#### [Given request 1]
In the article on the pickleball lawsuit, rewrite the passage from "The legal question" up to and including "slightly different name.", replacing "precedent" with "case law".
#### [Given request 2]
Answer these questions using the article on the pickleball lawsuit:
(a) What is the civil action number of the case?
(b) Who is the Director of LowCoast Sports Association?
(c) Within what time frame are the milestones to watch likely to arrive?

A lawsuit filed in the Court of Common Pleas in Beaufort County, South Carolina is forcing that question into open court, and every recreational player enrolled in a branded pickleball progression program has a stake in the answer.

LowCoast Sports Association, a Hilton Head nonprofit, filed suit against Dill Dinkers, the indoor pickleball club franchise, alleging false designation of origin, false advertising, and unfair competition. The case, Civil Action No. 2025-CP-07-01630, targets what LowCoast describes as the direct copying of its proprietary player-development framework.

According to the complaint, LowCoast spent two years building its "Road to™" progression system and delivered the program on courts inside a Dill Dinkers facility. After the two organizations' working relationship ended, LowCoast claims Dill Dinkers launched a substantially similar program under the name "Path to," without authorization. LowCoast issued a cease-and-desist before turning to the courts; the suit seeks damages, injunctive relief, and recovery of profits from the allegedly copied program.

Michelle Ruby, Director of LowCoast Sports Association, framed the dispute around the work that went into building the curriculum. "Our Road to system was built on court, with real players, over time," Ruby said. "We are pursuing this matter through the appropriate legal channels." LowCoast says it continues to operate and expand the Road to™ progression system as part of its broader PickleFit™ training model.

For players who pay to enroll in structured training pathways, the case raises a practical question that rarely gets asked before signing up: who created this curriculum, and do they still have the right to offer it? The "Road to" versus "Path to" naming similarity at the center of this dispute illustrates exactly how easy it can be to mistake a copycat program for the original.

Before paying for any branded training pathway, verify that the trademark symbol appears consistently in the program's marketing and that the name on the enrollment form matches the one on the developing organization's own website. Ask the instructor or facility in writing whether the curriculum was developed in-house or licensed from another entity. Find out who issues completion certificates, since the certifying body is typically the one that owns the underlying system. If the program runs inside a shared facility, get written confirmation of whether that facility is a licensed partner or simply providing court space.

The legal question at the center of this dispute, whether a structured player-development system qualifies as protectable trade dress or remains a broadly replicable coaching approach, has no settled precedent in the pickleball world. A ruling for LowCoast would signal that training frameworks carry real IP value worth defending; a ruling against would leave them open for replication under a slightly different name.

Watch for Dill Dinkers' answer or any motion to dismiss, any preliminary injunction hearing on the "Path to" program, and early discovery proceedings. Those milestones, likely arriving within the next 60 to 90 days, will clarify whether a trademarked pickleball program name actually means what its symbol promises.

(Lines of data)

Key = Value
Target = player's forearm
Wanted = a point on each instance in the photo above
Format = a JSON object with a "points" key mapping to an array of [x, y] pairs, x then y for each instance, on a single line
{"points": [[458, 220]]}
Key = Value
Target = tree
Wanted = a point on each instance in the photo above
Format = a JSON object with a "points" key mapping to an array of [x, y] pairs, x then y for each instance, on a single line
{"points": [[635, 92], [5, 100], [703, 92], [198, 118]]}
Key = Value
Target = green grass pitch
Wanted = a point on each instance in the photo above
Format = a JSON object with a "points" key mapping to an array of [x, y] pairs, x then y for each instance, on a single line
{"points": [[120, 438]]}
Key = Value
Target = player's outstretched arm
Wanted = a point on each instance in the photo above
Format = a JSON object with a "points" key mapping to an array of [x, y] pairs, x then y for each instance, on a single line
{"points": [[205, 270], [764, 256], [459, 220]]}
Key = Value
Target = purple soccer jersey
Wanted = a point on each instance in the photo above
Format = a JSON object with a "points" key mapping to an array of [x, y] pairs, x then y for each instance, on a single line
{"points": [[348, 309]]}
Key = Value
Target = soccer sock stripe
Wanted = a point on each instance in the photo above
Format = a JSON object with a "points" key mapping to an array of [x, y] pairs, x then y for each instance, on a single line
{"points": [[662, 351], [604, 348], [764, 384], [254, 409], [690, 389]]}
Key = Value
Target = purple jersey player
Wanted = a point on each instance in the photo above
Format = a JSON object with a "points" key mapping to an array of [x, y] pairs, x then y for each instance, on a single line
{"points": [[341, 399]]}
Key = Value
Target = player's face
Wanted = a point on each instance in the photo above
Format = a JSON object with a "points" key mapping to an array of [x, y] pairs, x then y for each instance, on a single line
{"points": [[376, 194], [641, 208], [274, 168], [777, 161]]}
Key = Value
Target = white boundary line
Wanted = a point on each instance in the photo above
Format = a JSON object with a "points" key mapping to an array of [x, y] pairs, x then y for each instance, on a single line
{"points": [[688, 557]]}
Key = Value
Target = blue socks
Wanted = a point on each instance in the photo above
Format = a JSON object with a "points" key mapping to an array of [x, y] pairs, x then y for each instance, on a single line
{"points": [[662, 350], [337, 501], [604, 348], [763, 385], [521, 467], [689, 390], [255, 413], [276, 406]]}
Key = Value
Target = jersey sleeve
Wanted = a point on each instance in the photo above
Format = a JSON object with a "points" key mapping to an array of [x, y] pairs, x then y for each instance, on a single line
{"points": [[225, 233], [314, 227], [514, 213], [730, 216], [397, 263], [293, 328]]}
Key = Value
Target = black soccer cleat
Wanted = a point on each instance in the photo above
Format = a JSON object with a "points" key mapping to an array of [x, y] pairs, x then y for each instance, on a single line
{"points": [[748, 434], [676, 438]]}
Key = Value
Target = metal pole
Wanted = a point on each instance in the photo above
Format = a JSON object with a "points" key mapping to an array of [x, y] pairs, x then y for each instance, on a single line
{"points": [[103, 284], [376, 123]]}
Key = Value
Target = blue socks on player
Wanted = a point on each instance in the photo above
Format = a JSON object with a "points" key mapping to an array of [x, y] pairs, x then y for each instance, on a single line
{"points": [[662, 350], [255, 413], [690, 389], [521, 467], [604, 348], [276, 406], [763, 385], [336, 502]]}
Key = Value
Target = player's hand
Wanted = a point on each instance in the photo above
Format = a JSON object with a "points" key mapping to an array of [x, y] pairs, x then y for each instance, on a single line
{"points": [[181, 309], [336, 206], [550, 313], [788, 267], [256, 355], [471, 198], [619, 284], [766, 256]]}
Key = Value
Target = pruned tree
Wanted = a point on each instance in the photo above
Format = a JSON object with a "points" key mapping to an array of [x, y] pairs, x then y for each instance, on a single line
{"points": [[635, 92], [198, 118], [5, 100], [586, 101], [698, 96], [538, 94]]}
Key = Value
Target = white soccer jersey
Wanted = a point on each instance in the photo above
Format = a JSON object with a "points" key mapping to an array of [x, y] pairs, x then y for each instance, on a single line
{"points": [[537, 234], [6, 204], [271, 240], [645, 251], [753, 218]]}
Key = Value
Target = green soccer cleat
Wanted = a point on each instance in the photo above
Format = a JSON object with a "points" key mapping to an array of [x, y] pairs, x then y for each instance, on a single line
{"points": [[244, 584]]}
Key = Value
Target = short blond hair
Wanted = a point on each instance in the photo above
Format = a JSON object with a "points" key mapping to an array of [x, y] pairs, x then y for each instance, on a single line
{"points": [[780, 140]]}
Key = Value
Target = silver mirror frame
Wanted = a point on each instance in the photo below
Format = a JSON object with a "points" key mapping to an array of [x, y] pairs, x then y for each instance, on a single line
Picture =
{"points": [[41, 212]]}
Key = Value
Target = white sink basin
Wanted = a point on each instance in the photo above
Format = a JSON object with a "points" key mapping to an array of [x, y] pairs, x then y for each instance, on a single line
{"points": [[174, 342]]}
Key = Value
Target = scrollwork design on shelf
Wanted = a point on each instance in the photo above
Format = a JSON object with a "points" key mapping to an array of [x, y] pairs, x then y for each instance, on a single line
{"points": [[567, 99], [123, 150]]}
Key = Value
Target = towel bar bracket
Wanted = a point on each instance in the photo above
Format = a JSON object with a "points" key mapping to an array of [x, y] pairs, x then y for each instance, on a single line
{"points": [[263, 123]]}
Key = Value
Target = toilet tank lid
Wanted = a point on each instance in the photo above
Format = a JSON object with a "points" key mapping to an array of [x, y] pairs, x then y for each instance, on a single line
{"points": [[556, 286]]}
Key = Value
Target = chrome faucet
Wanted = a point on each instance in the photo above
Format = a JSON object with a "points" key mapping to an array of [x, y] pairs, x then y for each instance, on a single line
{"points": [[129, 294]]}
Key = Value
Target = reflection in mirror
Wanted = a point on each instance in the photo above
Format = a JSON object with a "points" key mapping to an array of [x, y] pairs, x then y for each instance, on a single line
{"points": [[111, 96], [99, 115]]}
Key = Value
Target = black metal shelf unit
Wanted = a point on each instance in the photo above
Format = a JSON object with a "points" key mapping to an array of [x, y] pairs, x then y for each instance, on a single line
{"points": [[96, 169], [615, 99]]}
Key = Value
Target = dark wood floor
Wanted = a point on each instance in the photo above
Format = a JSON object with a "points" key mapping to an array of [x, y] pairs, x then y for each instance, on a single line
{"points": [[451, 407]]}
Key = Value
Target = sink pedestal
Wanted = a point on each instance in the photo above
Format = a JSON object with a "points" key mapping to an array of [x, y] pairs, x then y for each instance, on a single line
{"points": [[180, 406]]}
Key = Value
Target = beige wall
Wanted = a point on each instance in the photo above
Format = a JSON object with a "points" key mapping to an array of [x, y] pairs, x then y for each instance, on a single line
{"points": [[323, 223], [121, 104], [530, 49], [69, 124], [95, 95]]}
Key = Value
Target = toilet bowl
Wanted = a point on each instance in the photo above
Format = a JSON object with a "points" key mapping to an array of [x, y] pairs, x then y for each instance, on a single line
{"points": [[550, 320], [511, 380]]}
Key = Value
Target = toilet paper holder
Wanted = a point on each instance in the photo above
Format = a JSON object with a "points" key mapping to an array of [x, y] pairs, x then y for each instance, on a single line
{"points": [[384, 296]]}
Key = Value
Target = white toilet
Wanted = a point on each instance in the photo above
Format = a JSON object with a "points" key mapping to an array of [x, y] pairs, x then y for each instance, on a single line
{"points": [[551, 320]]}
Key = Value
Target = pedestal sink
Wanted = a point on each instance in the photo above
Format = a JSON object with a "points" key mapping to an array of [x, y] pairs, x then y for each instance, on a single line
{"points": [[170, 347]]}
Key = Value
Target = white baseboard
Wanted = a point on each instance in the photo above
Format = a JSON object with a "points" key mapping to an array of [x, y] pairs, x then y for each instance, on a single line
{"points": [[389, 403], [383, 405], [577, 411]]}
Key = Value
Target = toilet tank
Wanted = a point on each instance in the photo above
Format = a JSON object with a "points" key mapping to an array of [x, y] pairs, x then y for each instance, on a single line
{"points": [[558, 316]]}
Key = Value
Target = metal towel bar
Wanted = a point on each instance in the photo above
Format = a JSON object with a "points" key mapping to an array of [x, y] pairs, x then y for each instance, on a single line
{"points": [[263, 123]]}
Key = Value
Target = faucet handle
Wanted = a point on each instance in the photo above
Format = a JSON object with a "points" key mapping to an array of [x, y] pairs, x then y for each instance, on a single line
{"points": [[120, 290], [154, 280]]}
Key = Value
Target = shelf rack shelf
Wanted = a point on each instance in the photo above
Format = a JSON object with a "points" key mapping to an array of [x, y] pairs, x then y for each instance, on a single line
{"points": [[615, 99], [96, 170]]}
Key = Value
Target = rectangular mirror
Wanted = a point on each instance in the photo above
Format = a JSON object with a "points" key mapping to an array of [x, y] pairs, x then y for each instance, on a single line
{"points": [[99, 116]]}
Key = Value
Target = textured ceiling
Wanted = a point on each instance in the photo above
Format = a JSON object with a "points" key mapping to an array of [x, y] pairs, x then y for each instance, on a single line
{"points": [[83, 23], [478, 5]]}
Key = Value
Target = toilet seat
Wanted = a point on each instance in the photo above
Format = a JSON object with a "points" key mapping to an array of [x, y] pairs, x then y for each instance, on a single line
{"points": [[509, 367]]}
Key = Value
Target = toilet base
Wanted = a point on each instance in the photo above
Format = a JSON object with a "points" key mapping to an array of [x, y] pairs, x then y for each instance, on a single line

#### [Response 1]
The legal question at the center of this dispute, whether a structured player-development system qualifies as protectable trade dress or remains a broadly replicable coaching approach, has no settled case law in the pickleball world. A ruling for LowCoast would signal that training frameworks carry real IP value worth defending; a ruling against would leave them open for replication under a slightly different name.

#### [Response 2]
(a) Civil Action No. 2025-CP-07-01630
(b) Michelle Ruby
(c) Within the next 60 to 90 days